• _WHAT TO WORK ON_
Copy every line in the records below that contains the word "walking".

• _EXTRACTED RECORDS_
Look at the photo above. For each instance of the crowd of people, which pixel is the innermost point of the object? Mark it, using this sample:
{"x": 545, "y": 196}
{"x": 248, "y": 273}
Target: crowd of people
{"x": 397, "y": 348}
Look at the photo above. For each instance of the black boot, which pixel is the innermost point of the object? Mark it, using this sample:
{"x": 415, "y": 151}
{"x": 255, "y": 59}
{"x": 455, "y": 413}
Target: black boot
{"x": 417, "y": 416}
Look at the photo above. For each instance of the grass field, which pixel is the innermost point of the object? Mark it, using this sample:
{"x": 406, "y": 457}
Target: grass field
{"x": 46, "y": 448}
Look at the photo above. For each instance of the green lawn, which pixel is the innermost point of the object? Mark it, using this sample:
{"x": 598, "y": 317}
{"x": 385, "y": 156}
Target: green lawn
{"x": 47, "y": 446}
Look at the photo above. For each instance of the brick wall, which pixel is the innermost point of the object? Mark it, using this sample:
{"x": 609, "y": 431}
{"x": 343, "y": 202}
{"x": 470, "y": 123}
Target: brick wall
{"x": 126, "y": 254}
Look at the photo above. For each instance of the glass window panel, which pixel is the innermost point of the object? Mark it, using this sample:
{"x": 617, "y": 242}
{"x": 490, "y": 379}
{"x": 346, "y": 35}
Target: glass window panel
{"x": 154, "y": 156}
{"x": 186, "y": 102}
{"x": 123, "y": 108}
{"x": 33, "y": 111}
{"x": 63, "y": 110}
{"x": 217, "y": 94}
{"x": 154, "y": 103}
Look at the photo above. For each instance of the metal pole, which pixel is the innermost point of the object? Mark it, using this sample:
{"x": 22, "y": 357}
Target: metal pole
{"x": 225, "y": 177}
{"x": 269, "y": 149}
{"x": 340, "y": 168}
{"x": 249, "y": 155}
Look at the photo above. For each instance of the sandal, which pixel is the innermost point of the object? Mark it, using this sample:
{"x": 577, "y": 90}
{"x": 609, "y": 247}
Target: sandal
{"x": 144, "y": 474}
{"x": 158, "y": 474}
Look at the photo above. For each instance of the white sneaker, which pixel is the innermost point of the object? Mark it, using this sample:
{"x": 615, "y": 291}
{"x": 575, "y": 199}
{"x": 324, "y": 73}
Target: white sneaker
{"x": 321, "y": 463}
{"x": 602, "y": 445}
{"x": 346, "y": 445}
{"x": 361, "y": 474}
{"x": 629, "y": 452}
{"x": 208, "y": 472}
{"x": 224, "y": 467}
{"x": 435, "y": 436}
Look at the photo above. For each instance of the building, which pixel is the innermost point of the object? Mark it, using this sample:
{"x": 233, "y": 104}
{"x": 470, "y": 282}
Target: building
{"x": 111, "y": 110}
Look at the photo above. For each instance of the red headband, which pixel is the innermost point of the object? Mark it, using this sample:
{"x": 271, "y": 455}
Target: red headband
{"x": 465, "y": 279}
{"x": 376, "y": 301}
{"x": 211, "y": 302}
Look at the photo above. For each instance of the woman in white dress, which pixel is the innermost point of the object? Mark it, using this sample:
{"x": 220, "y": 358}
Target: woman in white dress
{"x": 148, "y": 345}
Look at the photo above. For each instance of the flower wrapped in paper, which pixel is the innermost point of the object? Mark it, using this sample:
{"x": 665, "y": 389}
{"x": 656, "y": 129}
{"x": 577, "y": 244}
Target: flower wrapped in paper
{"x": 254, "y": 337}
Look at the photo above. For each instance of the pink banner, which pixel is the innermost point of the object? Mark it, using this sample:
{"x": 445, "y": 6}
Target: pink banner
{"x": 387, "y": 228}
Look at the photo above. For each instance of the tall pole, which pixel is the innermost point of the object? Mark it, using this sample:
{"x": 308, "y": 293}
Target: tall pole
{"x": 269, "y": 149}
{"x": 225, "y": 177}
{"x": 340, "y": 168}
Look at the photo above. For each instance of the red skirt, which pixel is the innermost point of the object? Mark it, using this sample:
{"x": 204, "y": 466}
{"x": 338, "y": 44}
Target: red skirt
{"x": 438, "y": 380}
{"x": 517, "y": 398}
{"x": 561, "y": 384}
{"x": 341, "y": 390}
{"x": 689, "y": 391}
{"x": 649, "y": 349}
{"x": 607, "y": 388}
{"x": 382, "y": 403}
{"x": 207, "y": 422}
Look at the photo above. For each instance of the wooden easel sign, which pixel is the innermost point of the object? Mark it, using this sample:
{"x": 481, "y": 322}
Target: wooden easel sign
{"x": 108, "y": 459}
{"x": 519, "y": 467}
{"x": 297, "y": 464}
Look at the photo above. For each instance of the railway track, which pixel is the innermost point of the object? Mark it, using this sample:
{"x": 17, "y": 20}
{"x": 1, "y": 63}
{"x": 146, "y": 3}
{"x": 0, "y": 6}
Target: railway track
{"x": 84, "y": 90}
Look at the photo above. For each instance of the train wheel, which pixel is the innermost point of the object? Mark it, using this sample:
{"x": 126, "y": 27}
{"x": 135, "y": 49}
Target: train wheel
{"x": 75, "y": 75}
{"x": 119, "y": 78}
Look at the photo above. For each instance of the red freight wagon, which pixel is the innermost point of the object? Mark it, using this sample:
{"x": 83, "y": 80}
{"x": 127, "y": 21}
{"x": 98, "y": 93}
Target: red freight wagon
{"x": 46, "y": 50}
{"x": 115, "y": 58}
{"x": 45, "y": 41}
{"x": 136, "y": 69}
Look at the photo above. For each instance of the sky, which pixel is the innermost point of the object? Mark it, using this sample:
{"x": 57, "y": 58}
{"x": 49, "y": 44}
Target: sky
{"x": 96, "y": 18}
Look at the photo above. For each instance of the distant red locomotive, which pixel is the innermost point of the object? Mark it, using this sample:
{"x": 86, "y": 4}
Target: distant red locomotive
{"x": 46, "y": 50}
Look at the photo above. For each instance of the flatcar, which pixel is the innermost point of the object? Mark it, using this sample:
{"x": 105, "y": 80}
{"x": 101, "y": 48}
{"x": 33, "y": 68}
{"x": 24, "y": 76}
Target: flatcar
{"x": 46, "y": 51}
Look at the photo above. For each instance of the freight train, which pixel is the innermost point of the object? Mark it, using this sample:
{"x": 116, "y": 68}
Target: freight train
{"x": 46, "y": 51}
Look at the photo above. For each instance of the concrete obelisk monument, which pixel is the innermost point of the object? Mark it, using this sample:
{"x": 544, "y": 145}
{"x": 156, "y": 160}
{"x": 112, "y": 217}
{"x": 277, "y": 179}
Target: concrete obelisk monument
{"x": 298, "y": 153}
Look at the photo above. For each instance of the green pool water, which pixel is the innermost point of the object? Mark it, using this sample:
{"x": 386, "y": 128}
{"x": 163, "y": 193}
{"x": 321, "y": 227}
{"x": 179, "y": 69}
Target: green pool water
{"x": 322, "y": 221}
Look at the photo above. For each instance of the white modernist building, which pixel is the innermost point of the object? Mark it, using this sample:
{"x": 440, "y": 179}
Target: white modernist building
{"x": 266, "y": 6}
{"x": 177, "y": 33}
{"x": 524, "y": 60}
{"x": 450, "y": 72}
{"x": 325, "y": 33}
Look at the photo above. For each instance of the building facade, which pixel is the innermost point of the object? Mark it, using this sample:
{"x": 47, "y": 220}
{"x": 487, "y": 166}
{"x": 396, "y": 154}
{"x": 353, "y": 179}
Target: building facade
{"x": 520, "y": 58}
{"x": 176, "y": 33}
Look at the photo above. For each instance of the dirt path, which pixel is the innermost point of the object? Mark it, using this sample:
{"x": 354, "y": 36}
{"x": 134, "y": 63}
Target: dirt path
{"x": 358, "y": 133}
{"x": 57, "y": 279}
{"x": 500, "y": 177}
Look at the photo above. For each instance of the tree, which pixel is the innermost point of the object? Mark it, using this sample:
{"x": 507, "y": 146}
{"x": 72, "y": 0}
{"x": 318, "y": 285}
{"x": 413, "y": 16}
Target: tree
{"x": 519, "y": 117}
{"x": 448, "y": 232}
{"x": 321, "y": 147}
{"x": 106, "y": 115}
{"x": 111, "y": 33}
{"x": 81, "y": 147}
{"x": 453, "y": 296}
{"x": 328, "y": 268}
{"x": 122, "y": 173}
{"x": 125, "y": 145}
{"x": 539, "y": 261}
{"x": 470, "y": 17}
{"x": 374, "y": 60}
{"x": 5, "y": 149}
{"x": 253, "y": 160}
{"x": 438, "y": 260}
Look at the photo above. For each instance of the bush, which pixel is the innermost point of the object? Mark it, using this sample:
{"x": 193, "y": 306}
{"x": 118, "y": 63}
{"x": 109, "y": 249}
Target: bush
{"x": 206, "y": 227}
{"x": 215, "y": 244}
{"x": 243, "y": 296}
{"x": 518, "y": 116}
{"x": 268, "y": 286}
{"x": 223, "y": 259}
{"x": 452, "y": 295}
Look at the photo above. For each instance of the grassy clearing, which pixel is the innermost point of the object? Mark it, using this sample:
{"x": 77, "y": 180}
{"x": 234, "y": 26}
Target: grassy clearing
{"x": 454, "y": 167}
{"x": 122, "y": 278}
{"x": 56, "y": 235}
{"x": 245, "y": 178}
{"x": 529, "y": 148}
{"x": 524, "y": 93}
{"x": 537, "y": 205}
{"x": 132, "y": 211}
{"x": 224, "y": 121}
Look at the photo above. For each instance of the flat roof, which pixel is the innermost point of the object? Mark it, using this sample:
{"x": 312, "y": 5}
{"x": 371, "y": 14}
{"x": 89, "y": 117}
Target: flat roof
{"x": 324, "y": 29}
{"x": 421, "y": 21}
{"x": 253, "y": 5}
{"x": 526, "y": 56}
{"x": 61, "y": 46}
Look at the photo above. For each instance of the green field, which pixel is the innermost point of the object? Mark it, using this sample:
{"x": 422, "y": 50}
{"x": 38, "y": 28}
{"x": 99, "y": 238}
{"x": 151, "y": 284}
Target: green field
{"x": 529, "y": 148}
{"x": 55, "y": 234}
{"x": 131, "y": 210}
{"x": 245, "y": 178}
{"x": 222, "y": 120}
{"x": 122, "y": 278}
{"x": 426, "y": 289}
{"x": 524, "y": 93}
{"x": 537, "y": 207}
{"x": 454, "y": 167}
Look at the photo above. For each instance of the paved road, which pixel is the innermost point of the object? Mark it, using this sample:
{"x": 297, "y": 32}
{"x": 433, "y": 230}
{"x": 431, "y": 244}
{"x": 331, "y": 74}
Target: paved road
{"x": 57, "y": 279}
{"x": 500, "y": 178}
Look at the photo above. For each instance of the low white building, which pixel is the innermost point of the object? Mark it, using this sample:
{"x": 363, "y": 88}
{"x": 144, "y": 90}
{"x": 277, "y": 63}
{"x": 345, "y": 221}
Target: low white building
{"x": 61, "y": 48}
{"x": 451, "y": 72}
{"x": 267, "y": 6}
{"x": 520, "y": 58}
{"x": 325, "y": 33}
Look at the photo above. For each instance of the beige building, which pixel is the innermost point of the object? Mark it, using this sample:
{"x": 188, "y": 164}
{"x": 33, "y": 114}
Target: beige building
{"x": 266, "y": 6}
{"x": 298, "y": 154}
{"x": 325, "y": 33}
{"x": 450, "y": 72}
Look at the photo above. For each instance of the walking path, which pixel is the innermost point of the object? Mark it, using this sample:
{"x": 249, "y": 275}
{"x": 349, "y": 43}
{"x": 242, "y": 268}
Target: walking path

• _COMPLETED EXERCISE_
Look at the photo above. For each instance of the walking path, which pixel is the innermost point of the object? Mark it, using this sample:
Target: walking path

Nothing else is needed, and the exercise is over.